Reproduce, exactly and in full, only the lines below from the one containing "Check that each instance of the crowd" through the one containing "Check that each instance of the sunlit".

******************************

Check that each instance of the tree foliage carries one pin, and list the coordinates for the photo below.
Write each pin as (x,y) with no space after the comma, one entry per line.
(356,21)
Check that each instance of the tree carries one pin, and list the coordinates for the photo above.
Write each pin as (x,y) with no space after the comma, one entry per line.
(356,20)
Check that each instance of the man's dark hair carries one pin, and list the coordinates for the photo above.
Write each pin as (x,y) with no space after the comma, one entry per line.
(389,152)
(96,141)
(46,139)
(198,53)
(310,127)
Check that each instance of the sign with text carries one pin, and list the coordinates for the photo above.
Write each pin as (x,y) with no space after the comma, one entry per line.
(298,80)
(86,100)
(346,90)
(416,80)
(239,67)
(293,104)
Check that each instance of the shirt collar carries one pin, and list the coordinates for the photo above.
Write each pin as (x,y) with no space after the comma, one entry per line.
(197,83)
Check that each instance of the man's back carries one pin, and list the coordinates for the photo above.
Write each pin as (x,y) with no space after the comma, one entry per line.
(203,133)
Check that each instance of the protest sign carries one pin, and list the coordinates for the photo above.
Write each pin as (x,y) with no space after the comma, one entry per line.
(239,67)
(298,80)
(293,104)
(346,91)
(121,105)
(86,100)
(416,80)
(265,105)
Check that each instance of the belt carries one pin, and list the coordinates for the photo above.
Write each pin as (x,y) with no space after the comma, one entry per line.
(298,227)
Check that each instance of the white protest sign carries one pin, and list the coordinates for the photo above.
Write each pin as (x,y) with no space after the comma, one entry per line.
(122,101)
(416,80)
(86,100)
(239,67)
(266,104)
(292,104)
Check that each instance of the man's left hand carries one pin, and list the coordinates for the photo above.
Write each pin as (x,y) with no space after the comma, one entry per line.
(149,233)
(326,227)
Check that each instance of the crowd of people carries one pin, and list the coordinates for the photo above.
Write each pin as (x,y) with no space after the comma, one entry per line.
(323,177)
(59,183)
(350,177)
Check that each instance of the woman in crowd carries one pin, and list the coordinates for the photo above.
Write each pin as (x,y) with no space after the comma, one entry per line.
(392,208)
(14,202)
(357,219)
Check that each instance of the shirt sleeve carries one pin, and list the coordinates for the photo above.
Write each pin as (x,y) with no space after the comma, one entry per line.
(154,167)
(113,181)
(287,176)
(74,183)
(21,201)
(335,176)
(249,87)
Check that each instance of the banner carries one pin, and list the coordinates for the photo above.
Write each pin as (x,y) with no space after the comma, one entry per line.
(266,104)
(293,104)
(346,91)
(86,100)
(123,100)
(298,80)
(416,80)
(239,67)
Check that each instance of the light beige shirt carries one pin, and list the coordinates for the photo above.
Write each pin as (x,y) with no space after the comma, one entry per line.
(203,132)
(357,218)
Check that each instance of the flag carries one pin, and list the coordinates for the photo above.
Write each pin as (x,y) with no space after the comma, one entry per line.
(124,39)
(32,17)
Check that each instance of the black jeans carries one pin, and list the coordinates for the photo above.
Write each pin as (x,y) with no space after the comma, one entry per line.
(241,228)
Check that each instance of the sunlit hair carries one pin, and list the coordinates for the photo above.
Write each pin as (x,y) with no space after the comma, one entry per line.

******************************

[OUTPUT OF THE TASK]
Check that each instance of the crowd of people carries one pin, and list the coordinates for the photo above.
Write each pin as (x,y) with no space after the comma, one entry per line.
(323,177)
(59,183)
(350,177)
Check that each instance of the woman in crowd carries one pin, and list the coordinates for the photo above.
Write each pin as (x,y) with no space after the comma, one entry per line.
(392,208)
(14,202)
(357,219)
Check that each instance of the shirt sleeve carries one pin, and list the coordinates for the photo above.
Write each pin as (x,y) with no space after the comma, one entry per line.
(154,167)
(113,181)
(287,176)
(74,183)
(21,201)
(335,176)
(249,87)
Check that each instance of the banner carries one pin, and list the coordinates for the photo above.
Write each pin as (x,y) with no space after the comma, one entry per line.
(266,104)
(293,104)
(346,91)
(86,100)
(123,100)
(298,80)
(416,80)
(239,67)
Check that each instance of the light beige shirt carries one pin, and list the coordinates for the photo above.
Write each pin as (x,y) with no space after the comma, one entry per line.
(203,132)
(357,218)
Check that each instance of the flag carries one pin, and list the coordinates for the photo above.
Write each pin as (x,y) with no space after the comma, one entry per line.
(124,39)
(32,17)
Check that each instance of the black jeans carries one pin, and list the coordinates for the photo above.
Write each pin as (x,y) with no space after the comma, one entry per line.
(241,228)
Check that each instance of the sunlit hair carries one pin, and list the coordinates for the photo above.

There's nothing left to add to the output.